Sooner or later, of course, America too will be usurped. Already there is a fin de siècle mood in the air. The US press is full of anxious reports counting down the years/days before China overtakes them in GDP or military strength; and although America retains its cultural dominance, a note of self-doubt is beginning to creep in - a hand-wringing, where-did-it-all-go wrong gloominess that seems curiously, well, British. Even the dewy-eyed redneck who declares his country the greatest on God's earth (the sort of detested character that our Prime Minister, inexplicably, chose to imitate) sometimes seems to be protesting a little too much.

The urge to love your country is instinctive, even if it leads to disappointment and renunciation. It is partly the result of pure narcissism: this country produced my family and friends - and, crucially, me - so it must be the best. Patriotism is often most vehement among those people, such as the white working classes, who have little to thank their country for. Just as a certain kind of screwed-up aristocrat will dispatch his son to the same public school where he endured years of ritual bullying and sodomy, on the grounds that "it didn't do me any harm", so the unfashionable and marginalised are often the most fiercely attached to their neglectful motherland.
▬▬▬
**About this exercise**.
Reproduce, word for word, the part of the passage on patriotism that opens with "Sooner or later, of" and closes with "little too much.".
▬▬▬
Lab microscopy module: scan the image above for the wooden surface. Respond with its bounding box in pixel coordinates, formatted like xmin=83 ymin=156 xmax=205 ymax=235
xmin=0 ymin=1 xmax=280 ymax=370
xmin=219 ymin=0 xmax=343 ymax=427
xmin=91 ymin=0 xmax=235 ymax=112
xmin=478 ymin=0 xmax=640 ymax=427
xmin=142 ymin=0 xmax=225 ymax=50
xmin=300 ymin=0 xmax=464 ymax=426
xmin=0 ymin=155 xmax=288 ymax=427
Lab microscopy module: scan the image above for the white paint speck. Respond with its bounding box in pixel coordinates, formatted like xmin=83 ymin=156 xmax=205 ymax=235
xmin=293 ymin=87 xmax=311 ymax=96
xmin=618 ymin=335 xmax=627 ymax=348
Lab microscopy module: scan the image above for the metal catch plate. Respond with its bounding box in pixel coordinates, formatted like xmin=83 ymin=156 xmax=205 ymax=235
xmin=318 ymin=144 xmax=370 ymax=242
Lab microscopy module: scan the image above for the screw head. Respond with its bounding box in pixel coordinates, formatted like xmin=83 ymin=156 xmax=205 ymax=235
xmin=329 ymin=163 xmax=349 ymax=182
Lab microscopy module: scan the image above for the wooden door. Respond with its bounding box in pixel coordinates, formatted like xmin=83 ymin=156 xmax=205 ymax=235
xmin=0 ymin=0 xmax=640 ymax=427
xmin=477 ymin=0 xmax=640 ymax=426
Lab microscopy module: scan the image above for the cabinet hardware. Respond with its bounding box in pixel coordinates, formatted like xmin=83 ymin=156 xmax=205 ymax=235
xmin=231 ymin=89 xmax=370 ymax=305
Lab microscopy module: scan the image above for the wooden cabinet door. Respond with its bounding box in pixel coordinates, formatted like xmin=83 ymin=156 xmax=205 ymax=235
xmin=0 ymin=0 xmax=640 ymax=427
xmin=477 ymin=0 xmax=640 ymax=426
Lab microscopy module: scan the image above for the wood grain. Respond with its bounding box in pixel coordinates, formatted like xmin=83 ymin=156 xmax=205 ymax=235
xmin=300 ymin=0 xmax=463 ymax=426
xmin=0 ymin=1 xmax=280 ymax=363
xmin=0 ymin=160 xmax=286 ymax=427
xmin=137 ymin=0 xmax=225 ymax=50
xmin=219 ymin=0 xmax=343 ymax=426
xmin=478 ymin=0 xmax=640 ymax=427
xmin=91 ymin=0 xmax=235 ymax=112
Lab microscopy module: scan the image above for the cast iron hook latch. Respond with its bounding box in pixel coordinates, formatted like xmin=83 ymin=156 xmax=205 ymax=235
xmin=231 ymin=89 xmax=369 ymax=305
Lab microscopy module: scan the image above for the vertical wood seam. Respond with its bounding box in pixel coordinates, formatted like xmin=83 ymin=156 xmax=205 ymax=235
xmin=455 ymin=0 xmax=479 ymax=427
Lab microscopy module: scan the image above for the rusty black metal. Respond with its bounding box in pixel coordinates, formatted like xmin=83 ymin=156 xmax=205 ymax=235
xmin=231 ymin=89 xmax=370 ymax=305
▬▬▬
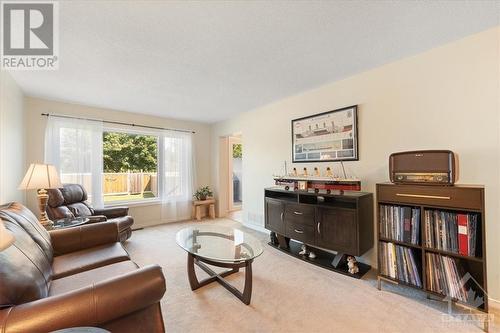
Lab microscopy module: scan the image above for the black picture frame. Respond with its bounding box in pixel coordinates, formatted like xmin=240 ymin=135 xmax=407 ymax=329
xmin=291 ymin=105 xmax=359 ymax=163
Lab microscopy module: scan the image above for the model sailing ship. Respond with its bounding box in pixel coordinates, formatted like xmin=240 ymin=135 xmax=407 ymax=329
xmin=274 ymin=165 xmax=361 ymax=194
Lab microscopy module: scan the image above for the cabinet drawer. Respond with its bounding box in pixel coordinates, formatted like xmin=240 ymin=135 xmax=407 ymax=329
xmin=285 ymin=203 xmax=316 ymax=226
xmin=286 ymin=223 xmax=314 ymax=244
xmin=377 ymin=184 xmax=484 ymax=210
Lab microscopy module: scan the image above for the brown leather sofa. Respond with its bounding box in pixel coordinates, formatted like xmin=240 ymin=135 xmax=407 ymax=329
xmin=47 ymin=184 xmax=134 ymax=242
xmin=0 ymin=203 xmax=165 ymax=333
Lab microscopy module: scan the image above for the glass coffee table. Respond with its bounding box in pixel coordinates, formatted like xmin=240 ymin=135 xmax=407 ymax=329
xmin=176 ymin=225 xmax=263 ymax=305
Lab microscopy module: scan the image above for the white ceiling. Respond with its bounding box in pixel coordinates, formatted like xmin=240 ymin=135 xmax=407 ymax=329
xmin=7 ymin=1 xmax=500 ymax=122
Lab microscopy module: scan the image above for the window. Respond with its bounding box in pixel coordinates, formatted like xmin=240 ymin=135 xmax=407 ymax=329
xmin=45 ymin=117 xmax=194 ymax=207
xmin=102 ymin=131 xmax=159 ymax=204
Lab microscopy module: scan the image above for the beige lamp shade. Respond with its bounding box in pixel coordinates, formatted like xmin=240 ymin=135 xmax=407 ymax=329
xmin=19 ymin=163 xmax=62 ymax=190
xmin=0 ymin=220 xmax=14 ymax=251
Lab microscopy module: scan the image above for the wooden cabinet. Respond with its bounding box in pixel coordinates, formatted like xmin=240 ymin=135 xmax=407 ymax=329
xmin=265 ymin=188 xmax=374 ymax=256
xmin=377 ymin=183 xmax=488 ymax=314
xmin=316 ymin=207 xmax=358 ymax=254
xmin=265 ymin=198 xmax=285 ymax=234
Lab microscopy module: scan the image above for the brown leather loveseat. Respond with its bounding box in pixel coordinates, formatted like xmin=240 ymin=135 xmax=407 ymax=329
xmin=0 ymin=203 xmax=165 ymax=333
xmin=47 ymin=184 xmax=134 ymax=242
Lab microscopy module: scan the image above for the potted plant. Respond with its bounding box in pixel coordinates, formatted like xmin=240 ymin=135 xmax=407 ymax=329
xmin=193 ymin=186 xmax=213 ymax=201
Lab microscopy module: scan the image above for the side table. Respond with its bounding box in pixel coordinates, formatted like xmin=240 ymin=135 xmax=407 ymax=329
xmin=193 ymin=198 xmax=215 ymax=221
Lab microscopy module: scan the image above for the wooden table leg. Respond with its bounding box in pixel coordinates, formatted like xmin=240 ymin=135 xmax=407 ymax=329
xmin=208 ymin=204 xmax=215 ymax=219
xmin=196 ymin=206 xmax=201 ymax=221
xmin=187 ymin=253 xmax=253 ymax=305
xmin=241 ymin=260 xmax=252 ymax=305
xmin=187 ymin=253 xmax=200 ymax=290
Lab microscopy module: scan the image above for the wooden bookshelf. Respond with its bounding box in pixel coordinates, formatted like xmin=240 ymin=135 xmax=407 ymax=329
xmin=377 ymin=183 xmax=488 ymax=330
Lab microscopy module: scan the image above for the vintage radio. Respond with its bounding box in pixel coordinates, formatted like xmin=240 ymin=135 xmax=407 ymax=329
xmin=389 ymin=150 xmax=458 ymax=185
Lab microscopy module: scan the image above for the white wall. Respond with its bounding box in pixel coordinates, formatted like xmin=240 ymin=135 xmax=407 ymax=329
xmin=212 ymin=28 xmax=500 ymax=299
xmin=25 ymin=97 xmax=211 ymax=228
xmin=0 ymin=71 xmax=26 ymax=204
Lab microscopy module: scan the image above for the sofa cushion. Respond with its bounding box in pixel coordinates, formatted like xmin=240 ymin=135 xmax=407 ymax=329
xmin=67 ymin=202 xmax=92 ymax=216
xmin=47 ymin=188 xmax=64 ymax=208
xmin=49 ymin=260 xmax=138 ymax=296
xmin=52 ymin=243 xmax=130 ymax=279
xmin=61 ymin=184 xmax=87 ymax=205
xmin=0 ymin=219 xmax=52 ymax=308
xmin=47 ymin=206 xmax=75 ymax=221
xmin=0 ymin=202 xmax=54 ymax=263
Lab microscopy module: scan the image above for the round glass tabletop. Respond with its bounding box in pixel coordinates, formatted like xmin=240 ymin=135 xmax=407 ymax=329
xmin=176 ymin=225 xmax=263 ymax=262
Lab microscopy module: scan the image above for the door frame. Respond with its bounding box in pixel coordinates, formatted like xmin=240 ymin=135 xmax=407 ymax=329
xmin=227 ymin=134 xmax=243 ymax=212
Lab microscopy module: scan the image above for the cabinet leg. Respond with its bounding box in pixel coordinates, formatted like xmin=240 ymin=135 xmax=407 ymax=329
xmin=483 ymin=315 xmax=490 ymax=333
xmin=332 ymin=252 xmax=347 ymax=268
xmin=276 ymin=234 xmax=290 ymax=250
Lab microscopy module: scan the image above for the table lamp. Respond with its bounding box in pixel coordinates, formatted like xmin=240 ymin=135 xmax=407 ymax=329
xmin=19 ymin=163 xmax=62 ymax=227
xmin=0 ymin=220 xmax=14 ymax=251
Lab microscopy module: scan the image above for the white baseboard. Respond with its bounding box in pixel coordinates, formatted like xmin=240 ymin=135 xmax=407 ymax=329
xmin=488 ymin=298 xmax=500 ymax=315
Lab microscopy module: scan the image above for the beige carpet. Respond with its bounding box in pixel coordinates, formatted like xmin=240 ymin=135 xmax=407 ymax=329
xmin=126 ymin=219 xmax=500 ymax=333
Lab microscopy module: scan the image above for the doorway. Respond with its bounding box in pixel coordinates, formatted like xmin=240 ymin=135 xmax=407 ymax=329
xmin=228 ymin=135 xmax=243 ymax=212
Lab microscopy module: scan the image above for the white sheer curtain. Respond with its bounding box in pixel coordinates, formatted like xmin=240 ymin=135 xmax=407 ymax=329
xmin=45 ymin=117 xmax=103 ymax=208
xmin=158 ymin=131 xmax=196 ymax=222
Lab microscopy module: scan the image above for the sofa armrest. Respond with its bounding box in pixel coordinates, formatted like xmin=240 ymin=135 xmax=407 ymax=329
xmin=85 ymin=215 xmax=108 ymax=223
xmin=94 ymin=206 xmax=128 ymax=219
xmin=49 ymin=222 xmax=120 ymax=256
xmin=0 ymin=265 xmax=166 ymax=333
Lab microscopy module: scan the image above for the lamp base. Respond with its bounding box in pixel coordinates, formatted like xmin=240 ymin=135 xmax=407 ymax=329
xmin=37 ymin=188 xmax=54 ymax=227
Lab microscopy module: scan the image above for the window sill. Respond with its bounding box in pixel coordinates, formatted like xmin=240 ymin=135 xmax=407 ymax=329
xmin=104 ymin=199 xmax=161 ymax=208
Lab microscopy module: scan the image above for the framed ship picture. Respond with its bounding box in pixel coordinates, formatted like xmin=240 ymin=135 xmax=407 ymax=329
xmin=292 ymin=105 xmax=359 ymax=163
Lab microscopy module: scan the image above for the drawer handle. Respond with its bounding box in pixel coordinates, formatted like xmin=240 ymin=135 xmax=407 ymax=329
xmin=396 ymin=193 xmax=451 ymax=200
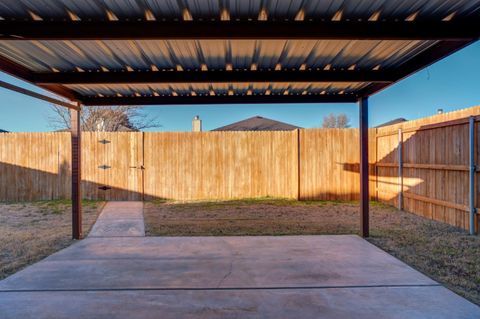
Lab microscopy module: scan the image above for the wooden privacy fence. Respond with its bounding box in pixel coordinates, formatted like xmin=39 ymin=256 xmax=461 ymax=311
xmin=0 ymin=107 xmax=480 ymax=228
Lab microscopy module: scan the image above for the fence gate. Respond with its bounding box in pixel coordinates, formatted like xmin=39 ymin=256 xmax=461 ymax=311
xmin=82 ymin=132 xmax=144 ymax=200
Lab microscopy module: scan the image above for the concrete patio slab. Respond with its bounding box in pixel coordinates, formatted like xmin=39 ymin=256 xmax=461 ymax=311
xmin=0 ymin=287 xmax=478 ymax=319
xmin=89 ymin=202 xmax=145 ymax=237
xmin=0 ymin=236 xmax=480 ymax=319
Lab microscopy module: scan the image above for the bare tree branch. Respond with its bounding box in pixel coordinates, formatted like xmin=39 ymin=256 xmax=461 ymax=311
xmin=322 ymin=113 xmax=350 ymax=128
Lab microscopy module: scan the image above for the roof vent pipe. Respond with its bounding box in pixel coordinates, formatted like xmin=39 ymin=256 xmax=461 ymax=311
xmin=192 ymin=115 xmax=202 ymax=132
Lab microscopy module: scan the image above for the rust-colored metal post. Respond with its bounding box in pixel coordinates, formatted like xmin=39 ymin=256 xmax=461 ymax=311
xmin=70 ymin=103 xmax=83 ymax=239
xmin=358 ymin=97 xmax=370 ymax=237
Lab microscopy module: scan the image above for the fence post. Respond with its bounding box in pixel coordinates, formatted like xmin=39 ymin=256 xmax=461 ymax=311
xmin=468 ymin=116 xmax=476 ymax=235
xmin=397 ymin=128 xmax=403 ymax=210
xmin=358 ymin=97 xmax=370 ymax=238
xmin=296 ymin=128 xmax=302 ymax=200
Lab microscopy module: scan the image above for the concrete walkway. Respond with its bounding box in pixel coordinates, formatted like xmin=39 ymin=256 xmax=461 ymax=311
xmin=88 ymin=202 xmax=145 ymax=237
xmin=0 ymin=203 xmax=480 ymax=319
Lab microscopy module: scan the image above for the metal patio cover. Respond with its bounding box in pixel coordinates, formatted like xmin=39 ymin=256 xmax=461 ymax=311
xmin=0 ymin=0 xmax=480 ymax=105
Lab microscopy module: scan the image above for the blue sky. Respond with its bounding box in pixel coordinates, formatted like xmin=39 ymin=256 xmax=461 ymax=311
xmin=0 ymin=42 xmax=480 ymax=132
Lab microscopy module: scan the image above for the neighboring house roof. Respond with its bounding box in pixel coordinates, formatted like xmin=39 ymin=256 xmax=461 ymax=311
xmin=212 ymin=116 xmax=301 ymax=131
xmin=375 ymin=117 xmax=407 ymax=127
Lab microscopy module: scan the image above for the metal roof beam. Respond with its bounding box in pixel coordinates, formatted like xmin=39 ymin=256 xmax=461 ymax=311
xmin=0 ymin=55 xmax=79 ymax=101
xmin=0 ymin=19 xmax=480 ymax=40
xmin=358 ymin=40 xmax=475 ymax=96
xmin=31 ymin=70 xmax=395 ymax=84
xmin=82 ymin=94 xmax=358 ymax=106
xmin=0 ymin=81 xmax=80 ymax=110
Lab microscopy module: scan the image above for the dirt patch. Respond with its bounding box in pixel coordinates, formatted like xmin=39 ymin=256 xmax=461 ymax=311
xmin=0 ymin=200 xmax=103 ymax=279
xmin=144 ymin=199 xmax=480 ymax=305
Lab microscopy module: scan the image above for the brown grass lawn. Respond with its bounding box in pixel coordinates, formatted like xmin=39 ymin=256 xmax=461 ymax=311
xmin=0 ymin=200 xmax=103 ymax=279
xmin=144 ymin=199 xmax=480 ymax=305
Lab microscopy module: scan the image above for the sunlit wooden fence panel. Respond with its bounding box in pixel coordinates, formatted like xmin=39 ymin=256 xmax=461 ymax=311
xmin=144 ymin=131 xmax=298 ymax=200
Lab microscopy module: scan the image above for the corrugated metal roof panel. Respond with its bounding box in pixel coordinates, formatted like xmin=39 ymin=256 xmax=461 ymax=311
▬▬▬
**Answer to this task**.
Sooner or later, of course, America too will be usurped. Already there is a fin de siècle mood in the air. The US press is full of anxious reports counting down the years/days before China overtakes them in GDP or military strength; and although America retains its cultural dominance, a note of self-doubt is beginning to creep in - a hand-wringing, where-did-it-all-go wrong gloominess that seems curiously, well, British. Even the dewy-eyed redneck who declares his country the greatest on God's earth (the sort of detested character that our Prime Minister, inexplicably, chose to imitate) sometimes seems to be protesting a little too much.